━━ Ausgewählter Auszug ━━
Funktioniert Email dann überhaupt?
Ja, Email funktioniert. Aber ich muss Zeit aufwenden, um Email einigermaßen effizient einzusetzen. Manche Schwachstellen wie die nicht vorhandene universelle Suche ist manchmal nur lästig, manchmal kostet sie richtig viel Zeit. Seit letztem Jahr bin ich selbstständig und arbeite ich mit verschiedenen Auftraggebern. Das wird dann so richtig aufwändig, weil ich unter Umständen zwischen verschiedenen Emaildiensten oder Clients hin- und herschwenken muss.
Ich muss die Arbeit leisten, die gar nicht der eigentlichen Arbeit entspricht.
Mein Email-Wunschzettel
Das Rad muss nicht neu erfunden werden. Aber einige Punkte könnten rund um Email uns die Email leichter machen.
Ich wünsche mir, dass Emaildienste eine Such-API anbieten. Ich würde mir wiederum einen Suchanbieter auswählen, der alle meine Dienste durchsuchen kann. Außerdem wünsche ich mir einen Meta-Collaboration-Dienst, der bestimmte Grundfunktionen anderer Collaborationdienste (beispielsweise Asana, Bitrix24) per API einbindet.
Im Idealfall hätte ich dann ein Unified Dashboard, das im Hintergrund auf verschiedene Emaildienste oder Collaborationdienste zugreift und mir Nachrichten (Email, Messages) sowie Aufgaben daraus aufbereitet. Bei den Fileservices wie Google Drive, Dropbox, Box funktioniert das bei mancher Collaboration Software schon recht gut. Auch beim Kalender klappt dies manchmal schon recht gut, dann aber meistens beschränkt auf den Google Kalender.
Nachrichten, Aufgaben, Dateien, Kalender gehören auf ein universelles Dashboard. Dazu noch kontextorientierte Informationen zu Personen, Inhalten, Vorgängen aus meinen Inhalten und denen des Webs und denen meines Auftraggebers (mit Berücksichtigung der vergebenen Rechte). Zu den Kontextinformationen gehören die des Social Webs einfach dazu. Für Google Mail beispielsweise gibt es Rapportive, das mir zum Absender einer Mail seine Profile und aktuellen Statusupdates ausweist.
━━━
- **Ihre Aufgaben**
**1)** Prüfen Sie, ob die folgenden Aussagen mit dem Text über Email übereinstimmen. Antworten Sie jeweils mit Ja oder Nein und zitieren Sie die entscheidende Stelle wörtlich: (a) Die schreibende Person ist seit letztem Jahr selbstständig. (b) Rapportive gibt es für Outlook. (c) Bei Fileservices wie Dropbox klappt die Einbindung in mancher Collaboration Software schon recht gut.
**2)** Worauf ist die Einbindung des Kalenders laut dem Text über Email meistens beschränkt?
**3)** Schreiben Sie den Text über Email im Anschluss an seinen letzten Satz weiter.
━━ Bereitgestelltes Material ━━
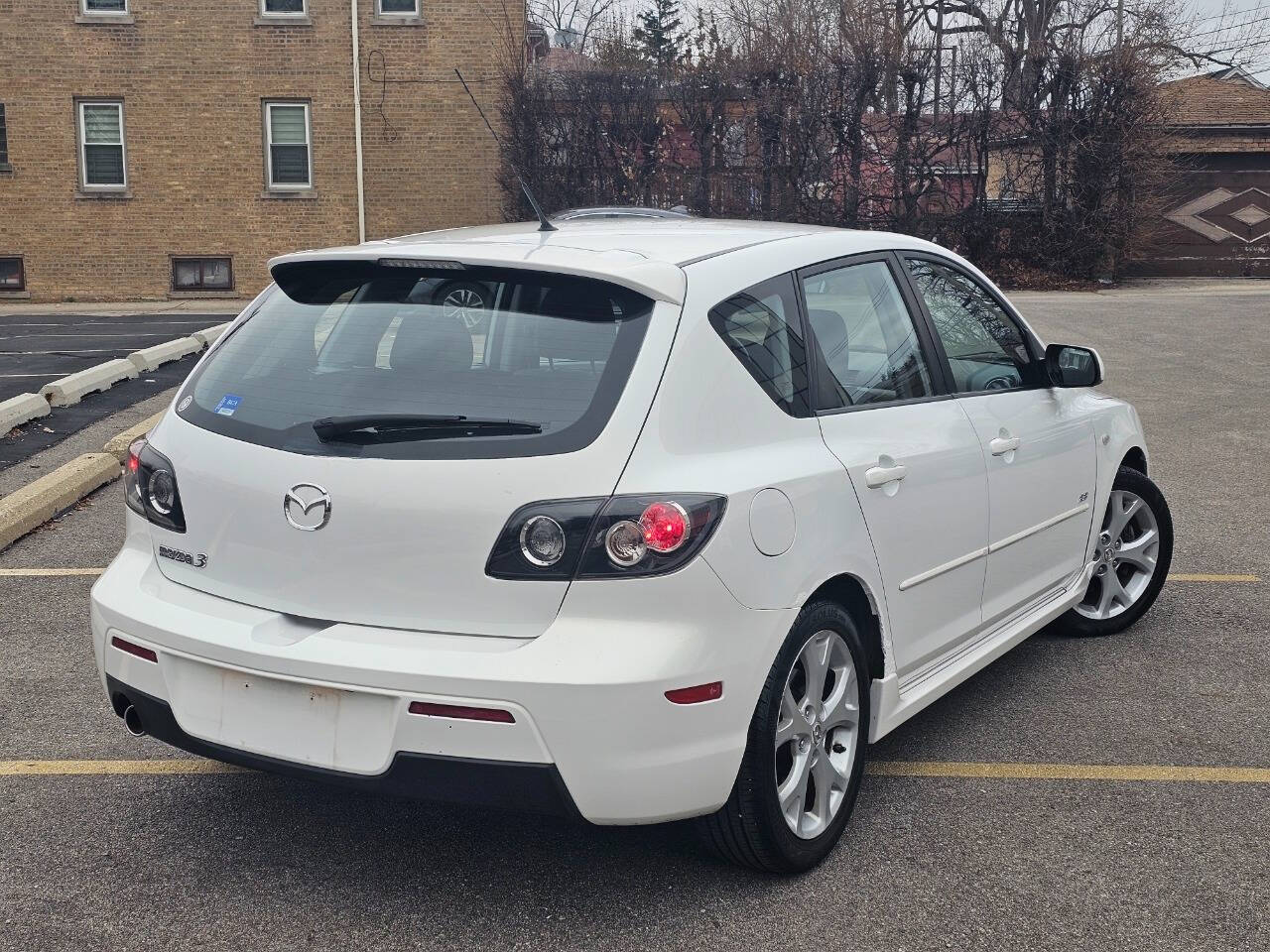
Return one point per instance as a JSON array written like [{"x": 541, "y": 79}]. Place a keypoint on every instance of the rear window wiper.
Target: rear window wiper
[{"x": 382, "y": 428}]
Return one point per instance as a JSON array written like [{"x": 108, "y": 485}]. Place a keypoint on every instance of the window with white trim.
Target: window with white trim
[
  {"x": 284, "y": 8},
  {"x": 289, "y": 158},
  {"x": 399, "y": 8},
  {"x": 202, "y": 275},
  {"x": 13, "y": 276},
  {"x": 103, "y": 157}
]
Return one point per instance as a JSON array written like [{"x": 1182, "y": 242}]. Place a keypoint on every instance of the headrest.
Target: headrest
[
  {"x": 830, "y": 333},
  {"x": 429, "y": 343}
]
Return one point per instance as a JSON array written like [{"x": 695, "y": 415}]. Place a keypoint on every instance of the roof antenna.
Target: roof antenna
[{"x": 544, "y": 223}]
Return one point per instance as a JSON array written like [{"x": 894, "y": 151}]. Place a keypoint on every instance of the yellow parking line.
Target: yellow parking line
[
  {"x": 46, "y": 572},
  {"x": 1185, "y": 576},
  {"x": 878, "y": 769},
  {"x": 1069, "y": 772}
]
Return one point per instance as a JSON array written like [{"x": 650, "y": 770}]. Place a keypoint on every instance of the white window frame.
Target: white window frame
[
  {"x": 268, "y": 146},
  {"x": 87, "y": 12},
  {"x": 84, "y": 144},
  {"x": 286, "y": 14},
  {"x": 411, "y": 14}
]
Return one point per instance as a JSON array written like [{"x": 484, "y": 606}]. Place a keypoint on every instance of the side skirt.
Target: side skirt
[{"x": 893, "y": 705}]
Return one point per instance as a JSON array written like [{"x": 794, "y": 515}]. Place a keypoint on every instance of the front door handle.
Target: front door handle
[
  {"x": 887, "y": 471},
  {"x": 1000, "y": 445}
]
━━━
- **Lösungen**
**1)**
(a) Ja: „Seit letztem Jahr bin ich selbstständig“
(b) Nein: „Für Google Mail beispielsweise gibt es Rapportive“
(c) Ja: „Bei den Fileservices wie Google Drive, Dropbox, Box funktioniert das bei mancher Collaboration Software schon recht gut.“

**2)** Auf den Google Kalender.

**3)**
Außerdem wünsche ich mir einen kostengünstigen virtuellen Assistenten, der selbstständig das Filtern, Priorisieren, Verschlagworten und Zuordnen von Nachrichten, Aufgaben, Terminen und Dateien übernimmt. Der Assistent soll mit mir per Text und Audio kommunizieren können und mir mir selbstständig Vorschläge machen (“Es dürfte wieder Zeit für einen Haarschnitt sein. Soll ich für Freitag Nachmittag um 15 Uhr einen Termin vereinbaren?”).
Ob ich keine Angst habe, dass mein virtueller Assistent etwas übersieht? Sicherlich, aber das ist ein Grundproblem beim Führen und Delegieren. Unabhängig davon, ob der virtuelle Assistent ein Mensch, ein Dr. Watson (von IBM) oder ein Andrew Martin ist. Doch realistisch gesehen, ist der Mensch mit solchen Aufgaben zukünftig unterfordert und vor Allem nicht wettbewerbsfähig.
Blogparade
Mein Wunschzettel ist ein Beitrag zur Blogparade von Stefan Pfeiffer Der tägliche E-Mail-Schmerz und was erwarte ich von Mail der Zukunft?. Sie können noch bis zum 30. Juni 2014 an der Blogparade teilnehmen. Die Teilnahmeregeln gibt es in Stefan Pfeiffers Artikel.
P.S. Ich hätte diesen Artikel tatsächlich am Strand per Email erstellen können. Aber nicht immer und zu jeder Zeit ist Email das richtige Medium. Manchmal ist es wichtiger und richtiger, keine Email zu schreiben. Und anstelle dessen beispielsweise den Sonnenuntergang in Kihei in Hawai’i zu genießen. Auch während meines Urlaubs können Sie hier kommentieren – oder mir eine Email senden :-)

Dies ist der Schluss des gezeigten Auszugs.